I've recently been spending my evenings watching a selection of some really old movies which my lovely wife, Joy, bought for my birthday.

Last night, it was the scorching, tortuous noir thriller, The Killers, which saw the big-screen debut of former circus acrobat, Burt Lancaster, alongside Ava Gardner.

The movie was released seventy years ago, in August 1946, and grabs you from the minute the opening credits finish rolling, when two heavies enter a diner in a backwoods town and announce their intention to murder a gas station attendant called 'the Swede' who will soon be arriving for his regular evening meal. 

However, when their target fails to show, the men go looking for him at his lodgings, and Nick Adams, a workmate of Ole 'Swede' Anderson, who happened to be in the diner, rushes to warn him of the imminent danger. 

As he lays on his bed, fatalistically accepting what is about to happen. 'I did something wrong, once' is all he will offer by way of explanation. 

The Ernest Hemingway short story on which the movie is based ends at this point, but a writing team which included an uncredited John Huston fleshed out this dark tale of foreboding, that uses Citizen Kane-style flashbacks to show how the doomed victim landed himself in his deadly predicament.

***

▸ Stated problem:
Please answer these from the text about The Killers above:
(a) Who bought the old movies the writer has been watching?
(b) In what month and year was The Killers released?
(c) Whose short story is the movie based on?

▸ Source material:
***

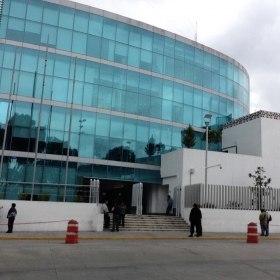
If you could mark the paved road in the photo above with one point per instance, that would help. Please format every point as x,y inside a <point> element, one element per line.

***

▸ Solution for this problem:
(a) The writer's wife, Joy
(b) August 1946
(c) Ernest Hemingway's